— BEGIN —
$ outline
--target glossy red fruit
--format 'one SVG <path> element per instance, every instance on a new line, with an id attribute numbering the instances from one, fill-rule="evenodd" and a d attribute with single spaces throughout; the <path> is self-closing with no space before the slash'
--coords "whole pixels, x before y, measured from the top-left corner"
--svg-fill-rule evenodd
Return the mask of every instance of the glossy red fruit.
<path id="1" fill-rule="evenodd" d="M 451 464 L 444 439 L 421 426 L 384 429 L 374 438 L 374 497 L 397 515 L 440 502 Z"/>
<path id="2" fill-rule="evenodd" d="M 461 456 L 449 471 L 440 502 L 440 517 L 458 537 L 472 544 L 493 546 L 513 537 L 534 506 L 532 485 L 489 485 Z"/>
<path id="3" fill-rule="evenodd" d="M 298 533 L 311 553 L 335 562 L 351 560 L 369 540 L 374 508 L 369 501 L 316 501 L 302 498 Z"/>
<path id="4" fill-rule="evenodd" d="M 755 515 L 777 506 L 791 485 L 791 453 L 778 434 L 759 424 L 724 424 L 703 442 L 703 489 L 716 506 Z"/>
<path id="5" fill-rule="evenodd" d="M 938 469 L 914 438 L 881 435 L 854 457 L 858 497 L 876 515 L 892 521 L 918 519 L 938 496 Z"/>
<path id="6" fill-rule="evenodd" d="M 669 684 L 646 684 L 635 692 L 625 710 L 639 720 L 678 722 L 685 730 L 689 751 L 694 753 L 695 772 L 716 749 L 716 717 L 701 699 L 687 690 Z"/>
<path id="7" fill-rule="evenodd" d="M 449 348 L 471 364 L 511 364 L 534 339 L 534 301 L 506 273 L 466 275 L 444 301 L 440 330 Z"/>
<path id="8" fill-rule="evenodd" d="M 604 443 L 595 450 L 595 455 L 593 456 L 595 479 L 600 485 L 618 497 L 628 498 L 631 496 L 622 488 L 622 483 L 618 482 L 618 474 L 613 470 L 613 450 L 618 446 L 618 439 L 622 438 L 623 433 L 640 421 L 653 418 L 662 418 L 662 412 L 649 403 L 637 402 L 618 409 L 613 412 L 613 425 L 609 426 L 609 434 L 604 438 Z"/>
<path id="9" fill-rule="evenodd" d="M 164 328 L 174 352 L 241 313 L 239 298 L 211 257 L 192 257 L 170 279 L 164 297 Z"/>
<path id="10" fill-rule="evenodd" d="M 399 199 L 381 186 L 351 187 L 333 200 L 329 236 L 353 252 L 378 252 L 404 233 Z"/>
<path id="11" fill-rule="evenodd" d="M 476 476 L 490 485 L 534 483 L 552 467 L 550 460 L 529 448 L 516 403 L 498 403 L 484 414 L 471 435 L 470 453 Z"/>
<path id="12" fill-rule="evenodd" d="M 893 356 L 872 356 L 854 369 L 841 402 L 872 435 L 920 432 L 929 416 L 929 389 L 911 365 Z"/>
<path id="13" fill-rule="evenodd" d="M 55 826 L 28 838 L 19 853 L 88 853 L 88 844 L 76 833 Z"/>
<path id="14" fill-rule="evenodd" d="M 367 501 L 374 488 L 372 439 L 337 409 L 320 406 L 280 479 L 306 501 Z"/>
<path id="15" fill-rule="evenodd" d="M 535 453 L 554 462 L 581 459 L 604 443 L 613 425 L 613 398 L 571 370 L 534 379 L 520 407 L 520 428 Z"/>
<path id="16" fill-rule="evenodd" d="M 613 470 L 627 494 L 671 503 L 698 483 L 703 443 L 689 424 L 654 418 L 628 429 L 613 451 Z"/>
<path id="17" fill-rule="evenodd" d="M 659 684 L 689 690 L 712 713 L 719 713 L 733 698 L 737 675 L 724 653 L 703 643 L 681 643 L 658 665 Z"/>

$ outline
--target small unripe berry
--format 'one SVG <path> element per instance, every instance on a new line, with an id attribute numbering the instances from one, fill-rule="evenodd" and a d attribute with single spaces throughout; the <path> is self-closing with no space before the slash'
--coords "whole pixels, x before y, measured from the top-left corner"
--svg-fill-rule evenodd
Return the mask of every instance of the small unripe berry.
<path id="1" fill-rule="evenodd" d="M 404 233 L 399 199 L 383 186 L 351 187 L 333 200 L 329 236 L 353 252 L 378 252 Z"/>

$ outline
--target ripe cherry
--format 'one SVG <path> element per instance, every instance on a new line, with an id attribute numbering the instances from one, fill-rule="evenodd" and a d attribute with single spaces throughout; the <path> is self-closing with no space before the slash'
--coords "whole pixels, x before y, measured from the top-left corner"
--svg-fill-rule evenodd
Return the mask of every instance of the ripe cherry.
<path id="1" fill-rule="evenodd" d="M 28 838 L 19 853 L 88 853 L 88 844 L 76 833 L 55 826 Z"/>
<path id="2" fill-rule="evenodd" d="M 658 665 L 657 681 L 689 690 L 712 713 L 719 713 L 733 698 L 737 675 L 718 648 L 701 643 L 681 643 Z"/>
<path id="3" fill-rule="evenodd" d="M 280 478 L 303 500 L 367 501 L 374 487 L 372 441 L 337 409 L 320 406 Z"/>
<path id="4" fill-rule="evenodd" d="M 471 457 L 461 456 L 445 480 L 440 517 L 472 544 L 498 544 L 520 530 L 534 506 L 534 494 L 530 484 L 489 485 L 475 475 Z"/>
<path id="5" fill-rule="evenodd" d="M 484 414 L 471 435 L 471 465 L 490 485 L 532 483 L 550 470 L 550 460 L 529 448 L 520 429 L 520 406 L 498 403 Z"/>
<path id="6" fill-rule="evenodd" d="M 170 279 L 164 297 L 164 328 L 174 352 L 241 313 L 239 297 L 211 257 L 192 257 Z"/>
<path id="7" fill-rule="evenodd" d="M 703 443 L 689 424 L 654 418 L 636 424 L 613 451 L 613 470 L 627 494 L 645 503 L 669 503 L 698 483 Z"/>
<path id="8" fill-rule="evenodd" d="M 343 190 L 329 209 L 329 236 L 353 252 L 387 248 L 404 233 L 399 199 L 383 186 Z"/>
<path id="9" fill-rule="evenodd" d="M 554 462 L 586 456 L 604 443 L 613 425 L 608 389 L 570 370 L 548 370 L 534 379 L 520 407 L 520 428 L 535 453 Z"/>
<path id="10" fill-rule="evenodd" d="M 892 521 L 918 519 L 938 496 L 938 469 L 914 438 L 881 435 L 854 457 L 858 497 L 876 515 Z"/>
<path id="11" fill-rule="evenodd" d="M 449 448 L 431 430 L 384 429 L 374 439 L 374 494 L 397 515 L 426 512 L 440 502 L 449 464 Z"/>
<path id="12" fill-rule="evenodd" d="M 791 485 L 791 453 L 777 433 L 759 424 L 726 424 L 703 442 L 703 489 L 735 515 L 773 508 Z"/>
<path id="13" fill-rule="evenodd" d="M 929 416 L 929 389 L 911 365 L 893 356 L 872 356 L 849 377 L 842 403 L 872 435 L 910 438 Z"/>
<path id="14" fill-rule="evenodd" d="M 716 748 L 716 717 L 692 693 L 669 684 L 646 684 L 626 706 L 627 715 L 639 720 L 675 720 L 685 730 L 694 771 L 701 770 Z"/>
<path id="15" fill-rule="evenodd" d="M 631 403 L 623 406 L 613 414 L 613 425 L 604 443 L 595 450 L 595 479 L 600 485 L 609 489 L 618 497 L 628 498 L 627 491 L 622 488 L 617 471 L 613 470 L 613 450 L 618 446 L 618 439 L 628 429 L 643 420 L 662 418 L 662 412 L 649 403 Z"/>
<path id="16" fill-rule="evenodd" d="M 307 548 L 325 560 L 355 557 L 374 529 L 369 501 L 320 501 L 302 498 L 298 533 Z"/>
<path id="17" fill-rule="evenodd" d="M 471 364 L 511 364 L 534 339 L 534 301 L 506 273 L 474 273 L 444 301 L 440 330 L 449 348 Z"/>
— END —
### Exercise
Extract every line of the records that contains the string "glossy", matching case exactly.

### Written answer
--target glossy red fruit
Return the mask of every instance of the glossy red fruit.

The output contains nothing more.